* Start Data to process *

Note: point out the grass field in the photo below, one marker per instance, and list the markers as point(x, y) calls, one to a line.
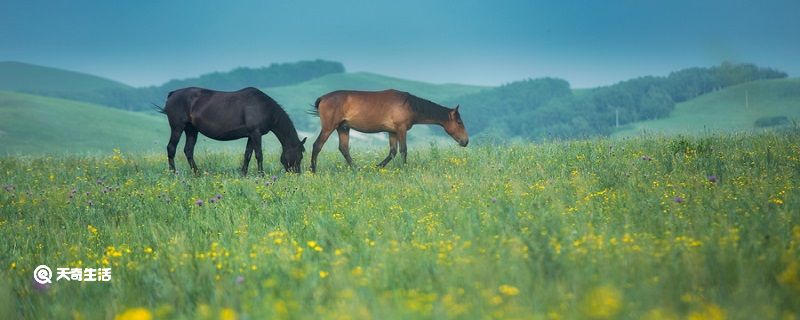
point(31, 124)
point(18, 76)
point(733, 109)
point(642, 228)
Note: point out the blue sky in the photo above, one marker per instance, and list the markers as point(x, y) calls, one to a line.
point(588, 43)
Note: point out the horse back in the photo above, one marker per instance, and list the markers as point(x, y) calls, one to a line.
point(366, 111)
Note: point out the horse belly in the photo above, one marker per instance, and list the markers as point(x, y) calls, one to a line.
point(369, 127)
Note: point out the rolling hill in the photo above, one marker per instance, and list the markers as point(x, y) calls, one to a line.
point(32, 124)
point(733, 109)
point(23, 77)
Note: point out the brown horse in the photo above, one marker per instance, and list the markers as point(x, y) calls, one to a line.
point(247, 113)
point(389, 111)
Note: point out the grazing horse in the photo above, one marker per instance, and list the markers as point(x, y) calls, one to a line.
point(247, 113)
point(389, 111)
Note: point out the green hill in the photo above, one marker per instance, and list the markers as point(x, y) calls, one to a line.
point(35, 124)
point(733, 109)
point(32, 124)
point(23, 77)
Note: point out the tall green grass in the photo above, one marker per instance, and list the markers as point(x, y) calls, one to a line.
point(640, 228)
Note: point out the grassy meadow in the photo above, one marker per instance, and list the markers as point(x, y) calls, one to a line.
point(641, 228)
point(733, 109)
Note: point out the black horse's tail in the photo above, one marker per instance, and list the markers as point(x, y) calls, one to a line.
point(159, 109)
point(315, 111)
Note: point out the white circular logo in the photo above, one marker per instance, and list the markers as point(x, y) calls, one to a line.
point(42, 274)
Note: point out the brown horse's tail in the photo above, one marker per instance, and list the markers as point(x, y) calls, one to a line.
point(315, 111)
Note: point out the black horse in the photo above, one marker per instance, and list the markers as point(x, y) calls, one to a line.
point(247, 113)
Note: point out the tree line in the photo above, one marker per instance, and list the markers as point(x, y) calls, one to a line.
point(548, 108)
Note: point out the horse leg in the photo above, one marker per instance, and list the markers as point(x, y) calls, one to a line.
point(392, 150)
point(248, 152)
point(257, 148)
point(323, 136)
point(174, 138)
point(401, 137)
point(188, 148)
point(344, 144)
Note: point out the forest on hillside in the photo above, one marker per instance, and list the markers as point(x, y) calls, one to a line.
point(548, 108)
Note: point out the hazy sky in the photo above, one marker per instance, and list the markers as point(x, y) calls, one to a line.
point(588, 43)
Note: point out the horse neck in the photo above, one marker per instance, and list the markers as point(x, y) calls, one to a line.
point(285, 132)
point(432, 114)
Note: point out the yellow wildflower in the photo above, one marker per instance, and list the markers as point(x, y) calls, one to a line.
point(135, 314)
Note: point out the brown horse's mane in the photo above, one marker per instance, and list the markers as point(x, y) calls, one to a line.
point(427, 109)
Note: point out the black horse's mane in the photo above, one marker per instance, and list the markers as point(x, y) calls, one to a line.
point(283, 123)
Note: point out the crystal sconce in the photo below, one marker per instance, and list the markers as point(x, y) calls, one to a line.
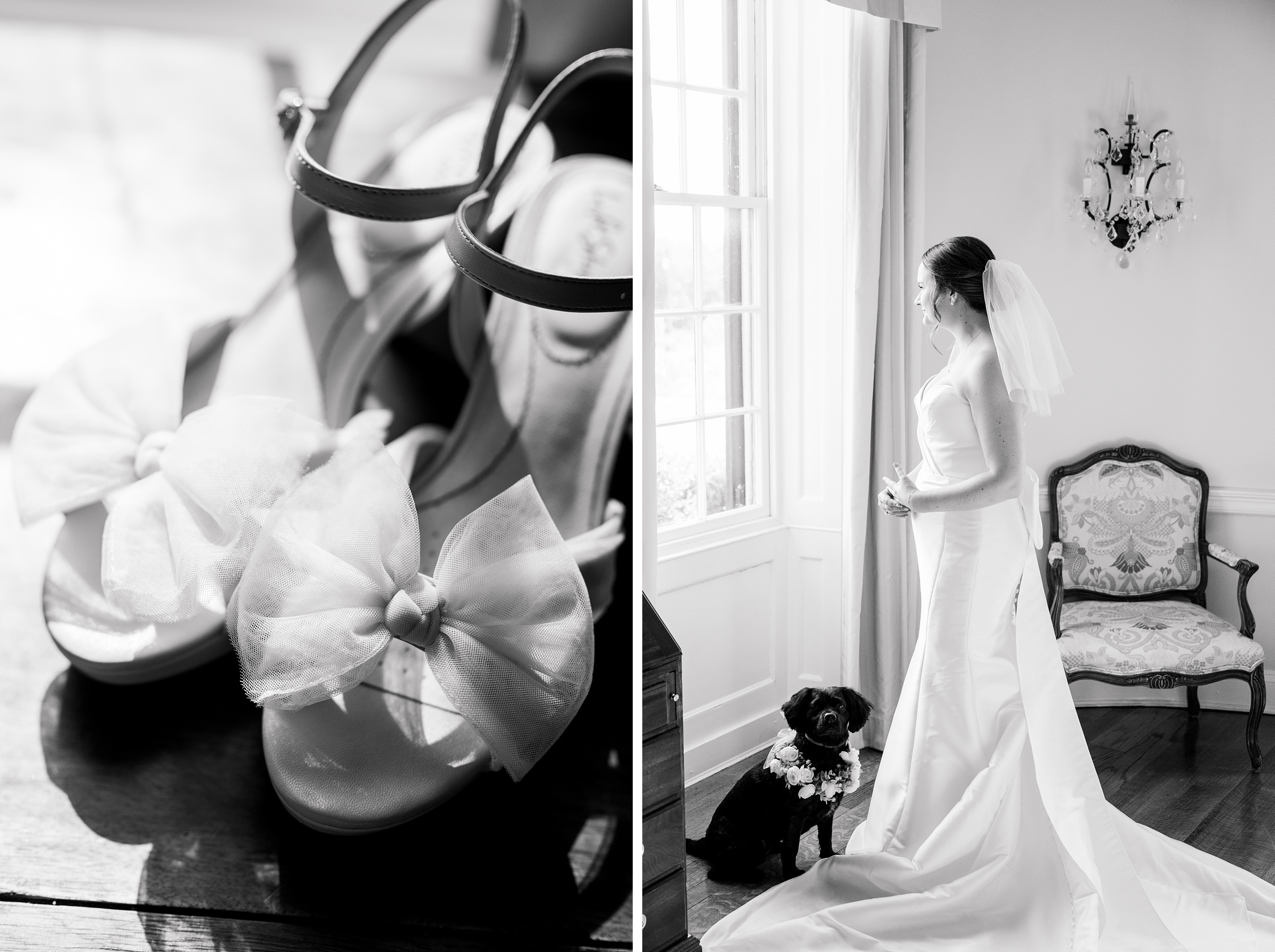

* End Data to process *

## Exercise goal
Express the entire listing above as a JSON array of strings, one string per line, skipping blank lines and omitting the pictures.

## Worked solution
[
  "Note: point out the grass field in the photo below, one marker per instance, and list the markers as point(x, y) calls, one to a line.",
  "point(31, 124)",
  "point(18, 76)",
  "point(733, 109)",
  "point(642, 228)",
  "Note: point out the blue sky in the photo above, one marker per instance, and list the markers as point(x, y) calls, one to a line.",
  "point(588, 43)",
  "Note: point out the horse back in the photo above, one marker per instance, and list the markers as point(x, y) calls, one to a line.",
  "point(366, 111)",
  "Note: point out the horse belly in the photo above, one marker per instance, and list the markers as point(x, y) calls, one to a line.",
  "point(369, 127)",
  "Note: point out the rolling hill in the photo above, one marker per instance, and list the markers as point(x, y) calls, one to a line.",
  "point(32, 124)",
  "point(733, 109)",
  "point(23, 77)",
  "Note: point out the brown horse in the photo above, one marker per instance, and list the markers as point(x, y) calls, one to a line.",
  "point(247, 113)",
  "point(389, 111)",
  "Note: point out the grazing horse in the photo above, one marker per instance, and list the markers as point(x, y) calls, one to a line.",
  "point(247, 113)",
  "point(389, 111)",
  "Note: point out the green hill in the photo above, one marker per instance, and list the markers as point(x, y) calls, one to a line.",
  "point(35, 124)",
  "point(733, 109)",
  "point(32, 124)",
  "point(23, 77)",
  "Note: point out the tall green grass in the photo above, one marker per instance, and list the markers as point(x, y) calls, one to a line.",
  "point(640, 228)",
  "Note: point out the grassy meadow in the photo above, one marker per instance, and list the markers as point(x, y) calls, one to a line.",
  "point(641, 228)",
  "point(733, 109)",
  "Note: point out the black horse's tail in the photo above, one marker per instance, and list the markers as point(x, y) calls, one to a line.",
  "point(159, 109)",
  "point(315, 111)",
  "Note: point out the white circular logo in the photo above, one marker per instance, and list the markers as point(x, y) calls, one to a line.",
  "point(42, 274)",
  "Note: point out the brown horse's tail in the photo above, one marker per instance, and list the markers as point(x, y) calls, one to a line.",
  "point(315, 111)",
  "Note: point out the black horse in the photo above, one marker per instance, and list the markers as point(x, y) calls, one to a line.",
  "point(247, 113)",
  "Note: point out the tree line in the photo above, one marker per instance, and list the markers as point(x, y) calls, one to a line.",
  "point(548, 108)",
  "Note: point out the horse leg in the photo above, one marker per instance, and list the markers as point(x, y) calls, one to a line.",
  "point(392, 150)",
  "point(248, 152)",
  "point(257, 148)",
  "point(323, 136)",
  "point(174, 138)",
  "point(401, 137)",
  "point(188, 148)",
  "point(344, 144)",
  "Note: point out the forest on hillside in the photo above, one marker per instance, and list the markers as point(x, y) calls, one to a line.",
  "point(548, 108)",
  "Note: point out the hazy sky in the photo above, one marker per instance, and list the markers as point(x, y) calls, one to a line.",
  "point(588, 43)",
  "Note: point out the horse neck in the photo above, one marker per instance, and list the markers as point(x, y) calls, one to a line.",
  "point(285, 132)",
  "point(432, 114)",
  "Note: point out the yellow wildflower in the photo above, one marker per instance, and list the markers as point(x, y) calls, one to a line.",
  "point(135, 314)",
  "Note: point out the brown horse's mane in the photo above, one marker per instance, and list the markers as point(x, y) calls, one to a line.",
  "point(427, 109)",
  "Note: point out the black horse's mane in the photo above, one marker per instance, and list the markers as point(x, y) calls, one to a line.",
  "point(283, 123)",
  "Note: point out the crystal sconce in the photo below, one marker per instance, and list the markers as point(x, y) calls, one to a line."
]